Document segment
== Segment start ==

A spokesperson for Tribune did not respond to a request for comment. Alden could not be reached for comment.
When it closed the newsroom in December, Tribune attributed the move to public health and economic uncertainty due to the pandemic.
However much scrutiny can be irksome, the politicians agreed the loss of coverage carried a greater cost. Alongside Courant staff and labor officials, pols from every layer of government spoke at the rally.
Hartford Councilwoman Marilyn Rossetti called Alden the killer of newspapers. Mayor Luke Bronin admitted that he did not always like what the paper printed, but Courant reporters care about truth and integrity in the community. As many as five once covered various city beats. Today, only one reporter covers Hartford specifically.
Earlier this year State Senator Matt Lesser introduced a bill that would allow suits against the Courant and/or its owner, if either tried to “loot” the paper. Such a law would almost certainly face legal challenges. Yet, the idea is plausible because the Courant operates under a charter the state granted in the 19th century.

== Segment end ==

Dataset records
== Segment start ==

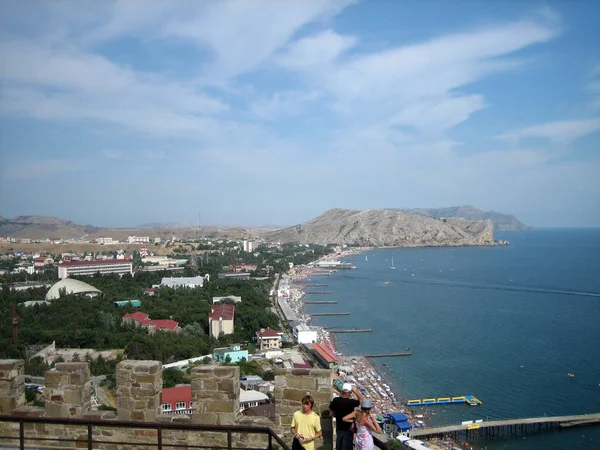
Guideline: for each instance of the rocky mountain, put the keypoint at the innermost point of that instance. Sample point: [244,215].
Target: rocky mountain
[383,227]
[42,227]
[502,222]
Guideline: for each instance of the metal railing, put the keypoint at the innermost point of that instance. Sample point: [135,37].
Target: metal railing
[159,430]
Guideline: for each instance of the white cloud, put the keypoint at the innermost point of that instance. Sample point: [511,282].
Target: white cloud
[243,34]
[41,169]
[284,103]
[316,51]
[112,153]
[561,132]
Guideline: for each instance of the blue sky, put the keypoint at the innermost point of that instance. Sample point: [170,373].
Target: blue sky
[119,113]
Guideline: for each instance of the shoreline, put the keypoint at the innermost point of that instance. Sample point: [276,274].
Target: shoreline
[375,385]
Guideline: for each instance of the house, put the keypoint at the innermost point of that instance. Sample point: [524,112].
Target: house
[268,339]
[235,276]
[250,399]
[324,356]
[177,400]
[220,320]
[185,282]
[233,298]
[234,352]
[304,335]
[250,382]
[42,261]
[123,303]
[242,267]
[143,320]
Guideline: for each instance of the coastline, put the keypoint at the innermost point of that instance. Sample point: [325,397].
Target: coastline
[364,374]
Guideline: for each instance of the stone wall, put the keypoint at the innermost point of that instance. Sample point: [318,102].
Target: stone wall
[215,401]
[68,390]
[12,385]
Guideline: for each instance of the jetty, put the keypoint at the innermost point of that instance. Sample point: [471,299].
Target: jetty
[350,330]
[469,399]
[332,302]
[385,355]
[480,429]
[330,314]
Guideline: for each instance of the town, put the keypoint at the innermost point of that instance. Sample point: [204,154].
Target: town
[183,302]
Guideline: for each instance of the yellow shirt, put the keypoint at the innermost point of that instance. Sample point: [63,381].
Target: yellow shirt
[308,425]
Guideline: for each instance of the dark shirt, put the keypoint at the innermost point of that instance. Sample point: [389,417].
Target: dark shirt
[341,407]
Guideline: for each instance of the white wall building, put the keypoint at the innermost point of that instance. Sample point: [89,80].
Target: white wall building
[121,267]
[188,282]
[138,239]
[248,245]
[304,334]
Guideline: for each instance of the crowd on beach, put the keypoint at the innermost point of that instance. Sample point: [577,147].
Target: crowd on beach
[359,370]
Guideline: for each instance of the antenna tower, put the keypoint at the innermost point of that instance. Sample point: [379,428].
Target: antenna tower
[15,328]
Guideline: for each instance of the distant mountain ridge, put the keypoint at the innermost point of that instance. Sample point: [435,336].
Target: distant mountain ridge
[383,227]
[502,222]
[44,226]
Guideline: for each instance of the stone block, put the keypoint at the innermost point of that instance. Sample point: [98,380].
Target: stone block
[219,407]
[294,394]
[207,418]
[306,383]
[227,418]
[227,372]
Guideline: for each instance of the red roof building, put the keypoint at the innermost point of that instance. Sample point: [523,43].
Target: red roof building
[177,400]
[220,320]
[268,339]
[119,266]
[324,355]
[143,320]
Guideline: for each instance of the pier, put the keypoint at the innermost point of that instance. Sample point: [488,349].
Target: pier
[351,330]
[468,399]
[385,355]
[479,429]
[330,314]
[321,303]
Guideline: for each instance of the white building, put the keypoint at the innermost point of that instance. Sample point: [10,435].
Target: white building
[248,245]
[121,267]
[234,298]
[188,282]
[138,239]
[304,334]
[268,339]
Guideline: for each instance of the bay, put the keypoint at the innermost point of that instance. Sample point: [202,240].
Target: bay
[506,324]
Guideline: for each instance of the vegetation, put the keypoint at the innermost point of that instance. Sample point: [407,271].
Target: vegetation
[79,322]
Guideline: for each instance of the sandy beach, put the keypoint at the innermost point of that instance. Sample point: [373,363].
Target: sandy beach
[358,370]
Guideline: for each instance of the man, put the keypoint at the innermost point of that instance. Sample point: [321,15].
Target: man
[306,426]
[342,406]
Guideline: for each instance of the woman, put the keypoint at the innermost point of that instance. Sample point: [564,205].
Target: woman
[366,425]
[306,426]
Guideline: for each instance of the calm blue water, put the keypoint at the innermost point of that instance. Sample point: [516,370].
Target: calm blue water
[473,316]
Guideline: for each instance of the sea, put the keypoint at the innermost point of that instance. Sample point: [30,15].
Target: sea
[507,324]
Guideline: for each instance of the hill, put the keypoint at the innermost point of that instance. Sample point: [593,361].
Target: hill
[383,227]
[502,222]
[43,227]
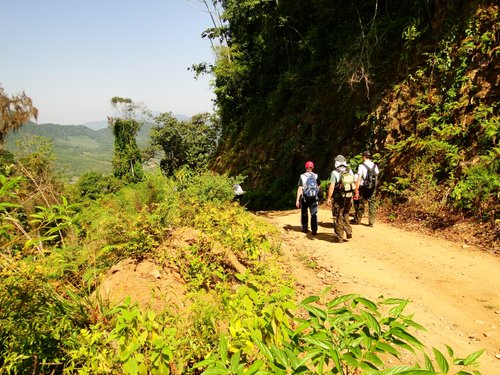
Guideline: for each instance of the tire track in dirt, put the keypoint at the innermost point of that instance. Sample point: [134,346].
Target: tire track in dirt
[454,289]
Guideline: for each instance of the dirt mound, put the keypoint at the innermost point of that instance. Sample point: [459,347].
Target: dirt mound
[146,283]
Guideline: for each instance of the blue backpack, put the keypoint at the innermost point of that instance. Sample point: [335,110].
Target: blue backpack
[311,189]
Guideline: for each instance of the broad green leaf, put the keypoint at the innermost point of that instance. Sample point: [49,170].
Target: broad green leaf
[374,359]
[215,371]
[223,345]
[367,303]
[384,347]
[255,367]
[309,300]
[263,349]
[441,360]
[341,299]
[315,311]
[131,367]
[428,363]
[327,345]
[235,362]
[279,356]
[402,334]
[371,322]
[473,357]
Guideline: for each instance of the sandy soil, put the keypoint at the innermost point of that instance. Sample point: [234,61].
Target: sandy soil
[454,288]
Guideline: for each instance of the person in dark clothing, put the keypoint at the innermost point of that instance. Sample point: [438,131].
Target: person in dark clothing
[365,193]
[340,198]
[307,205]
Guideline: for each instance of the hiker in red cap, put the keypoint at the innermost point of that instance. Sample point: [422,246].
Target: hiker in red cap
[307,198]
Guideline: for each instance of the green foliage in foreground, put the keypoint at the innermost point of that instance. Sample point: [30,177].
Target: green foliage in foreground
[238,315]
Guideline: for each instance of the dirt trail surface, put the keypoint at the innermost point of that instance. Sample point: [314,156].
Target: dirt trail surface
[454,289]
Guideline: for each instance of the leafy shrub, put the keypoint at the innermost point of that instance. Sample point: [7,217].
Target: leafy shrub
[94,184]
[477,191]
[349,335]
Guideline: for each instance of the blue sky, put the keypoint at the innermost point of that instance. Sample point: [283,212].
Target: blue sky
[72,56]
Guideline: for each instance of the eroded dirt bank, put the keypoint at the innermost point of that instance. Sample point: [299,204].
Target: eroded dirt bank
[454,289]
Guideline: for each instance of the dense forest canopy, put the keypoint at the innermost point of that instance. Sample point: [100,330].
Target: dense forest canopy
[415,82]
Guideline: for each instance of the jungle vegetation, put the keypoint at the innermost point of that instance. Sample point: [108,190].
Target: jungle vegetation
[415,82]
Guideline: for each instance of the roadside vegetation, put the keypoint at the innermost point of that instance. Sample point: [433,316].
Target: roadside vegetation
[235,312]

== Segment end ==

Tasks to perform
#1 In the passage on the Hartford Courant, what reason did Tribune give for closing the newsroom in December?
#2 List every person named in the passage on the Hartford Courant, each with the title it gives them.
#3 Extend the passage on the Hartford Courant, beginning right after its final sentence.
The records play no part in what follows.

Answers by item
#1 Public health and economic uncertainty due to the pandemic.

#2
- Marilyn Rossetti, Hartford Councilwoman
- Luke Bronin, Mayor
- Matt Lesser, State Senator

#3
At the rally, Lesser made clear he did not care what it printed about him or any other politician. It was about the convening force a newspaper provides.
“There is nothing more vital to a community than a newspaper,” he said.
US Senator Richard Blumenthal argued that democracy was on the line. However, he, too, leaned into the impact on communities. Alluding to studies finding greater public trust in local outlets, even across partisan identities, he said the Courant’s survival was crucial for Connecticut.
“We need local news now more than ever,” Blumenthal said.
Still, Alden may be the only bidder. That reality was on Guild members’ minds.
“Our message,” Putterman said, “is just vote no, because Alden is bad news.”
Maryland hotel magnate Stewart Bainum has been trying to outbid Alden after his own efforts to buy the Baltimore Sun hit a snag. However, the deep pockets that once expressed interest in the company’s Chicago namesake backed out. Civic-minded individuals in other Tribune cities exist, but nobody new from the Windy City has stepped up.
If Bainum succeeded—or if Alden agreed to part with the it—Guild members think a local buyer for the Courant would appear.
“What I can say about that is that we are confident that if there is a willing seller, who is willing to sell the Courant at an appropriate price, that people in the Hartford community will step up and make that happen,” Putterman added.
He and others also believe the Courant could thrive with civic-minded ownership. There are national efforts to help news outlets.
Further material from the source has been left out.